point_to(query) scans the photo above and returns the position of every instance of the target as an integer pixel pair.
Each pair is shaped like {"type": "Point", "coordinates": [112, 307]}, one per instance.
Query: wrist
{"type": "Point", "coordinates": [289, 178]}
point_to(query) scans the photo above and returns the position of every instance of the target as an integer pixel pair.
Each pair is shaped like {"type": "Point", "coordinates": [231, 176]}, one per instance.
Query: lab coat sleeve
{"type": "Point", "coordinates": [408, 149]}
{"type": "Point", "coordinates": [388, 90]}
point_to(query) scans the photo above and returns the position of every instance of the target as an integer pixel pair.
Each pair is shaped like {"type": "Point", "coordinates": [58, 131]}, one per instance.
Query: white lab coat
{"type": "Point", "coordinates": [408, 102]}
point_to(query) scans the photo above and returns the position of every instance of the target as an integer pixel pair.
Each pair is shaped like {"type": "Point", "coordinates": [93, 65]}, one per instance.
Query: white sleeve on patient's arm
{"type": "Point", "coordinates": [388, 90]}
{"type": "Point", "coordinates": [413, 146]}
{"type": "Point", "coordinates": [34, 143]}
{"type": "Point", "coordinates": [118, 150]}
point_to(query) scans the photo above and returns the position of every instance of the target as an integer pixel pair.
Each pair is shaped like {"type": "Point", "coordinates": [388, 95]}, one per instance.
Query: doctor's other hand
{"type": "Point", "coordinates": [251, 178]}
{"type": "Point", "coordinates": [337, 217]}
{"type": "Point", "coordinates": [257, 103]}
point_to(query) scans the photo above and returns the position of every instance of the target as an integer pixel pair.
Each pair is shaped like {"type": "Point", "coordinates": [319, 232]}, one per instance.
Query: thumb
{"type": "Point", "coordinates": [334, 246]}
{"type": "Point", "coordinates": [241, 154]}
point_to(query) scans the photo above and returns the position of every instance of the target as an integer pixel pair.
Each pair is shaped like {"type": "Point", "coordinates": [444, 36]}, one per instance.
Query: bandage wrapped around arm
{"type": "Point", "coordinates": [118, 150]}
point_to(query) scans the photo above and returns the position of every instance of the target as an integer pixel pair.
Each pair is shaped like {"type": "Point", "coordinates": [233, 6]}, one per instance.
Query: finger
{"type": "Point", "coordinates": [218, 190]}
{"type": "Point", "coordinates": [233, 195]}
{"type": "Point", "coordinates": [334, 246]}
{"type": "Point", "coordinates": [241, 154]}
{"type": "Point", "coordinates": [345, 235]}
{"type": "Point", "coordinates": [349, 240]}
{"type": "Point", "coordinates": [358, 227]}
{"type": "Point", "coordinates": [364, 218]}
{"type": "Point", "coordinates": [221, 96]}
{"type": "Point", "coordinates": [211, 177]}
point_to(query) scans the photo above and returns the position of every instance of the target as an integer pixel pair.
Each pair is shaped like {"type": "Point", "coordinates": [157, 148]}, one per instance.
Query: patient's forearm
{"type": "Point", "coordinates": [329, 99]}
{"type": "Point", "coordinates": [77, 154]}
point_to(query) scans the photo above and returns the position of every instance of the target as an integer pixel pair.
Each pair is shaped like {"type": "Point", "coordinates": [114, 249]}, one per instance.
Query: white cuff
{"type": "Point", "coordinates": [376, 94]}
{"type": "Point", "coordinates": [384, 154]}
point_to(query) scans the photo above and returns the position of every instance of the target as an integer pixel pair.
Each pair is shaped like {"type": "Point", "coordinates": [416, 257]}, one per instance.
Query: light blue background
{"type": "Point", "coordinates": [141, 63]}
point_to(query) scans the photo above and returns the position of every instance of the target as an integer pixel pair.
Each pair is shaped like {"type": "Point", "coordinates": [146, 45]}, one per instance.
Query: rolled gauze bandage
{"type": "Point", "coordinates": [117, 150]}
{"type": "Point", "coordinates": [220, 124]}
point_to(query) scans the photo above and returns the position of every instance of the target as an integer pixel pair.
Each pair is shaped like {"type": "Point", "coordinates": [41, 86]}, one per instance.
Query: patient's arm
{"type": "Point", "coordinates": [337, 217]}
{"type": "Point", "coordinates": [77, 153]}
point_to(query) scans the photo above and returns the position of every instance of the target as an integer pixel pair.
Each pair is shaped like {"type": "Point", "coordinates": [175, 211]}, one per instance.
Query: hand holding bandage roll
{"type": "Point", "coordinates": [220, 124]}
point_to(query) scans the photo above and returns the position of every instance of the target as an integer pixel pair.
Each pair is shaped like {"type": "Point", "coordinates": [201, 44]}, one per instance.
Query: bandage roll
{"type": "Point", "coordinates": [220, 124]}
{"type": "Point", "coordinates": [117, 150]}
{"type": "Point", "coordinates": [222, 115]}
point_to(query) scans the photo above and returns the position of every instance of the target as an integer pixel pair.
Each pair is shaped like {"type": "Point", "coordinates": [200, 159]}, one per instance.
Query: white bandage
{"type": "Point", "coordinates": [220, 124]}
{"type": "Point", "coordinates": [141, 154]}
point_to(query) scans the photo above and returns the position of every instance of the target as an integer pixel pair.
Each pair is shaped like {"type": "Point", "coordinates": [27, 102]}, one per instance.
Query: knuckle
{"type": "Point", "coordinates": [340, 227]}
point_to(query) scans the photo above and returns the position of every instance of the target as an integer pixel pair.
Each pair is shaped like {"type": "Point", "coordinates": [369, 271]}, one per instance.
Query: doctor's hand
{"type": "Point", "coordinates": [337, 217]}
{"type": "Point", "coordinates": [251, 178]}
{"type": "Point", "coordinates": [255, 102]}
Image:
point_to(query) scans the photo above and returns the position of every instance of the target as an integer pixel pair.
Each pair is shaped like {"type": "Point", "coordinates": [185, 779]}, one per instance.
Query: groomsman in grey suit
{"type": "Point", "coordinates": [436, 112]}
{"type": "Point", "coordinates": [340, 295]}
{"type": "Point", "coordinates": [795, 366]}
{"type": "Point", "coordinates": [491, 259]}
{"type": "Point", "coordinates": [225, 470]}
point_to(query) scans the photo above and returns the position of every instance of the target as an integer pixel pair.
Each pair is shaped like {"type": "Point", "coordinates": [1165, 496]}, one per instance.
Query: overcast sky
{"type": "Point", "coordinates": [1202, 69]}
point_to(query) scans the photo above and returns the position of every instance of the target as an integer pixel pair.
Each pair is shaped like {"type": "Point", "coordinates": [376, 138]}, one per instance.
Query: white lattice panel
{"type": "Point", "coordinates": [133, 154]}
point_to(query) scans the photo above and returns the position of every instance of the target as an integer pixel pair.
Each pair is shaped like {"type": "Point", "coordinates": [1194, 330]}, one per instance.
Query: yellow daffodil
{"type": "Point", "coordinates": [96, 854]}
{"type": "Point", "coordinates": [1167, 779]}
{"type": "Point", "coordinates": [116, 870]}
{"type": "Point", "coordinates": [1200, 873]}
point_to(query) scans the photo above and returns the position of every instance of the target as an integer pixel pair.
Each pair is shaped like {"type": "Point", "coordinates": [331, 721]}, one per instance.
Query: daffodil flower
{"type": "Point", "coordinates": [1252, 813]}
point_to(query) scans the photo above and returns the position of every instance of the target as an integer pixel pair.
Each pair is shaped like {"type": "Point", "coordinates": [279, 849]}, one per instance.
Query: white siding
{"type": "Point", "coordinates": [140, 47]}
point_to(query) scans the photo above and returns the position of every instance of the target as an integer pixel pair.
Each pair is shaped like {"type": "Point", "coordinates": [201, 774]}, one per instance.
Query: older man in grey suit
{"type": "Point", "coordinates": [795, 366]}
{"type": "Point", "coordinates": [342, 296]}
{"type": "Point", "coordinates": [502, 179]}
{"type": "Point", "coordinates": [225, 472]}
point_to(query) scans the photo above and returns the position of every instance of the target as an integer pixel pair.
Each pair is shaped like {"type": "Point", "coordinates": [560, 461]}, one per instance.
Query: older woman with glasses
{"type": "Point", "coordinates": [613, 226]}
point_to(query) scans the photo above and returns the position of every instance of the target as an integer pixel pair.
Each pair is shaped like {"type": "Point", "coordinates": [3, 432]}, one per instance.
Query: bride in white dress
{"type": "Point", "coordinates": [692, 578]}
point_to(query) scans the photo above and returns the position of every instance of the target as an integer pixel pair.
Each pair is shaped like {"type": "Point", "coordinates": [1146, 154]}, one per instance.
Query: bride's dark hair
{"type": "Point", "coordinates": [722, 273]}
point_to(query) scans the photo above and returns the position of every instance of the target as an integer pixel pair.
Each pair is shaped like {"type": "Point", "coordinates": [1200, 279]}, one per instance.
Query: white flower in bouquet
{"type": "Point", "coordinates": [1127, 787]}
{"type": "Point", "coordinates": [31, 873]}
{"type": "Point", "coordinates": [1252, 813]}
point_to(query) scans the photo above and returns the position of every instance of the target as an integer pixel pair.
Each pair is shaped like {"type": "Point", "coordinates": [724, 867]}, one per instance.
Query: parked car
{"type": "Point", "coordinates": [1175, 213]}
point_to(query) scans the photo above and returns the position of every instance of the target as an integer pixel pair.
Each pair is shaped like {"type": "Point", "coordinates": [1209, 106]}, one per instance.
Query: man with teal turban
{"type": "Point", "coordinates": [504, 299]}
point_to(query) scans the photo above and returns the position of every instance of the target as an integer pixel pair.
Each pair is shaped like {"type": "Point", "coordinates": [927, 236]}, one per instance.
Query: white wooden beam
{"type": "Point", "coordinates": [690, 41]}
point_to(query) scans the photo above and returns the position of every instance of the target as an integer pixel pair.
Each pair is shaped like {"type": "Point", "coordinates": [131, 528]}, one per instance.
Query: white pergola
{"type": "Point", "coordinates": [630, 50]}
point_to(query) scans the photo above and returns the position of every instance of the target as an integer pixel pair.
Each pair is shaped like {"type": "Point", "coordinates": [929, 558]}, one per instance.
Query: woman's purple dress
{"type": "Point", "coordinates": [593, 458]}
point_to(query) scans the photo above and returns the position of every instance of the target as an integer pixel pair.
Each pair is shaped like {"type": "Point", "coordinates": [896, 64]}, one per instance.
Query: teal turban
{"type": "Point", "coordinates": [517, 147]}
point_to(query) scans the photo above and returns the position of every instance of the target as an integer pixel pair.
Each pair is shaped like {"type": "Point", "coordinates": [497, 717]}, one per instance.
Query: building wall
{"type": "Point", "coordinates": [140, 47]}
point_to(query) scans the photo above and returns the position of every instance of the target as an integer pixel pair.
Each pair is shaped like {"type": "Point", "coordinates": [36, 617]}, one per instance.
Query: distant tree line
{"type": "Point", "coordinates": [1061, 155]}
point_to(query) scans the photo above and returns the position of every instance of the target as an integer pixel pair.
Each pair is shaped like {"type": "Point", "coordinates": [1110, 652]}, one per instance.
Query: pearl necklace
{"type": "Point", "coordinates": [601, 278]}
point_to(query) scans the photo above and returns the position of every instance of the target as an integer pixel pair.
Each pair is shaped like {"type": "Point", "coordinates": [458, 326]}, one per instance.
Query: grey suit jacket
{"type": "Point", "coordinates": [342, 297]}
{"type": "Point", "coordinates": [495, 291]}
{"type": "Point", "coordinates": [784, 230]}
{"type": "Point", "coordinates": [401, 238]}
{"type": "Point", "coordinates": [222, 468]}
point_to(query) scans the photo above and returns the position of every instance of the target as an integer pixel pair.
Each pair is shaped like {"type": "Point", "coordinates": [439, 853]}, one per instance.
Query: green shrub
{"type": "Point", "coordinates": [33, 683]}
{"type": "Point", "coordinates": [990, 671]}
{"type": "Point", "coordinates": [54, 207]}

=-=-=-=-=

How many lines of the material above contain the string "dress"? Case counts. Reply with the number alone.

[The answer]: 2